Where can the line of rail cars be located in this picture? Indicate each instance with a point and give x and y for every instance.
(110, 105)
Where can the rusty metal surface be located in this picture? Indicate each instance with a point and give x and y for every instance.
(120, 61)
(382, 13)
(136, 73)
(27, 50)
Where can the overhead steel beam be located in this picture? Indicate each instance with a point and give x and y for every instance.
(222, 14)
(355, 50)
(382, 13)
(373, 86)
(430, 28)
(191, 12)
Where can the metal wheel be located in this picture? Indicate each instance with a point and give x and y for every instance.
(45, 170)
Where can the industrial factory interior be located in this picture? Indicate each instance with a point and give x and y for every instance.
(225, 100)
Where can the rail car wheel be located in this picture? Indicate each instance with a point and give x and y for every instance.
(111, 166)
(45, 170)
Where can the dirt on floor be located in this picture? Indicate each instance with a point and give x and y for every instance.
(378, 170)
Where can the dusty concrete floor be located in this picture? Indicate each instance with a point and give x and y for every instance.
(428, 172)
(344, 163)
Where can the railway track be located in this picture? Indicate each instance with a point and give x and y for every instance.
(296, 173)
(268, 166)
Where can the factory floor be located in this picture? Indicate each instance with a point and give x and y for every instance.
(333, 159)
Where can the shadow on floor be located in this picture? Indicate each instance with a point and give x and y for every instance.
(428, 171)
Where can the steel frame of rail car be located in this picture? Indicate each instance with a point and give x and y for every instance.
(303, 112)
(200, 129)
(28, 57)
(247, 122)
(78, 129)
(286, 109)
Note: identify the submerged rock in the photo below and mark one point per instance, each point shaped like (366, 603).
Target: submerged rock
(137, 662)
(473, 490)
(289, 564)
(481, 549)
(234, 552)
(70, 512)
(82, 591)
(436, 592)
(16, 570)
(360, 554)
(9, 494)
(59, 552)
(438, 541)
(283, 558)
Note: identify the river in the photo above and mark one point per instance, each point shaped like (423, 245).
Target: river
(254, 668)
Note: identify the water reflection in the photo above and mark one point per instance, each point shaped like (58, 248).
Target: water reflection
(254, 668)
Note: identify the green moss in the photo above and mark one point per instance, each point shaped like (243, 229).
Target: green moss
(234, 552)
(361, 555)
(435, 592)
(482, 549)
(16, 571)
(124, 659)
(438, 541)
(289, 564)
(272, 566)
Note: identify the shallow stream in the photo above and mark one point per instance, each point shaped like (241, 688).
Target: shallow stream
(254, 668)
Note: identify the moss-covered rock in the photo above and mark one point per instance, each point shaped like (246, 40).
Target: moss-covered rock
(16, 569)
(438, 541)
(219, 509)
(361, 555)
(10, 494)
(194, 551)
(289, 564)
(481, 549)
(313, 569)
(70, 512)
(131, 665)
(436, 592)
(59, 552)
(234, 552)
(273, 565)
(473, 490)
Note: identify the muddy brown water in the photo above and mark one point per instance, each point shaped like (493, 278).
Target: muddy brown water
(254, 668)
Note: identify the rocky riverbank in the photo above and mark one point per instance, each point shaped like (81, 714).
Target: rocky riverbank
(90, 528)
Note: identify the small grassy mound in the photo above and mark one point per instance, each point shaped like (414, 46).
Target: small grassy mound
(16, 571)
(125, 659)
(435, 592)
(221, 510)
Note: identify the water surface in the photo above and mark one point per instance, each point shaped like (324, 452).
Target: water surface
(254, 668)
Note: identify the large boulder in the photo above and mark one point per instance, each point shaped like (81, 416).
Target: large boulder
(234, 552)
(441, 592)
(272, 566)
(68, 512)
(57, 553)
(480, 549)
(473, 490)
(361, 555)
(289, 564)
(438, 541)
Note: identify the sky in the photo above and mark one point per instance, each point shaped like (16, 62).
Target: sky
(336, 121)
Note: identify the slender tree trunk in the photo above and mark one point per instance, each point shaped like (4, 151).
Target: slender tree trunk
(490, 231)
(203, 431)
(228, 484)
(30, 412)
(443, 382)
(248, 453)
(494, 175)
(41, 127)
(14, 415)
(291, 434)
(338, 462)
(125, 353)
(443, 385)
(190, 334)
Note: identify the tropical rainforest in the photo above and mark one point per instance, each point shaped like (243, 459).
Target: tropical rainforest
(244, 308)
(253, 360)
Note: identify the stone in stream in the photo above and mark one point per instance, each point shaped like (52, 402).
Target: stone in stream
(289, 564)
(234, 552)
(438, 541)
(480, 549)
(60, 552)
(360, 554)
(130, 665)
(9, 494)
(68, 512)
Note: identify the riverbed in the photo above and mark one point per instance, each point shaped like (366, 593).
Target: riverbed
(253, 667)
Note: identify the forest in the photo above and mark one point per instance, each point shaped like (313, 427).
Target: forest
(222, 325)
◆ ◆ ◆
INSTRUCTIONS TO FOLLOW ->
Output the full listing exactly as it stands.

RESPONSE FOR THIS EXERCISE ->
Where can the line of rail cars be located in this picture? Indicate each instance with a point and give x and y for every instance.
(110, 105)
Where can the rusty metal surface be located in this picture? Indicate each instance with a point and give x and y for every instance.
(120, 61)
(382, 13)
(136, 73)
(27, 50)
Where can the overhead steel beam be located in this picture? Indicate each instance with a point and give x and y for every instance.
(222, 14)
(355, 50)
(382, 13)
(373, 86)
(430, 28)
(191, 12)
Where can the metal wheel be located in this picture? Indicate each instance with a point and give x and y for every instance.
(45, 170)
Where can the industrial factory interior be located in this picture? Indicate each instance with a point and give x and y for every instance.
(225, 100)
Where can the rail car wheel be located in this picture? Indicate each instance with a point and give x and y for every instance.
(111, 166)
(45, 170)
Where can the dirt on floor be located in this picture? Indicate each instance with a point and give x and y for every instance.
(378, 170)
Where can the dusty concrete floor be located in this picture? Indicate each instance with a point and give x and y for every instance.
(428, 172)
(344, 163)
Where can the railway track be located in this picture? Indicate each instance with a point and give x and y for every instance.
(296, 173)
(268, 166)
Where can the factory floor be located in this picture? Indicate each instance with a point and give x and y for every instance.
(333, 159)
Where can the shadow on floor be located in this picture? Indicate each instance with a point and give x and y for every instance.
(428, 171)
Where can the steel frame of rail car be located in this picture? Indicate each instance with a point and give x and y for every instance.
(303, 112)
(200, 129)
(28, 57)
(247, 122)
(78, 129)
(286, 109)
Note: identify the submerged rock in the photo below and mark one point per instance, each point shaped like (366, 603).
Target: submerged rock
(137, 662)
(473, 490)
(289, 564)
(481, 549)
(234, 552)
(70, 512)
(82, 591)
(436, 592)
(16, 570)
(360, 554)
(9, 494)
(59, 552)
(438, 541)
(283, 558)
Note: identify the river in the photo above and mark one point per instance, each point shaped like (423, 245).
Target: river
(254, 668)
Note: identify the water reflection in the photo above and mark one point per instance, each point shaped like (58, 248).
Target: water reflection
(254, 668)
Note: identify the green moss in the photo above and mark one point per instance, each point shaped like (243, 229).
Target: green moss
(234, 552)
(361, 555)
(435, 592)
(482, 549)
(16, 571)
(124, 659)
(438, 541)
(289, 564)
(272, 566)
Note: identify the shallow stream in the photo above and mark one point per instance, each point shaped like (241, 688).
Target: shallow stream
(254, 668)
Note: identify the moss-covered rock in the photo above and mark one point per instance, each point shaped like (246, 40).
Target: moss-covered rock
(16, 569)
(438, 541)
(219, 509)
(361, 555)
(10, 494)
(194, 551)
(289, 564)
(481, 549)
(313, 569)
(70, 512)
(131, 665)
(436, 592)
(59, 552)
(234, 552)
(273, 565)
(473, 490)
Note: identify the muddy brown water in the photo above and mark one point per instance, each point shaped like (493, 278).
Target: muddy brown water
(254, 668)
Note: identify the rocky riverbank in the photo above and mark one point per instance, each point shaped like (81, 714).
Target: rocky riverbank
(90, 528)
Note: identify the small grassy mound in the photo above and mark one point per instance, each point shaped like (414, 46).
Target: small grassy mound
(16, 571)
(125, 659)
(435, 592)
(221, 510)
Note: identify the water surface in the photo above and mark one point per instance, each point shaped like (324, 452).
Target: water surface
(254, 668)
Note: identify the large boulder in the photo above and mark one point per instance, each point shaped like (81, 416).
Target: large boulder
(234, 552)
(441, 592)
(272, 566)
(68, 512)
(57, 553)
(480, 549)
(473, 490)
(361, 555)
(289, 564)
(438, 541)
Note: identify the sky in the photo above and mark one point per instance, each point shaped like (16, 62).
Target: sky
(336, 121)
Note: identify the slender tree trunk in the photo above and mark one point per instance, each point shaped like (4, 151).
Target: slender tree trunk
(490, 231)
(203, 431)
(228, 484)
(30, 412)
(443, 382)
(248, 453)
(494, 175)
(41, 127)
(14, 415)
(291, 434)
(338, 462)
(125, 353)
(443, 385)
(190, 334)
Note: identify the tropical rainforest in the photo above and mark one point per instance, each point shaped like (243, 459).
Target: tropical rainforest
(244, 308)
(253, 360)
Note: identify the stone in stream in the photo above and mark one point per instance, each point shaped like (52, 402).
Target: stone in stream
(289, 564)
(234, 552)
(438, 541)
(480, 549)
(60, 552)
(360, 554)
(130, 665)
(9, 494)
(68, 512)
Note: identify the riverbed in the photo above and mark one point per instance, each point shaped like (366, 593).
Target: riverbed
(253, 667)
Note: identify the forest in the photo above and mark one point per instance, each point shaped like (313, 427).
Target: forest
(222, 325)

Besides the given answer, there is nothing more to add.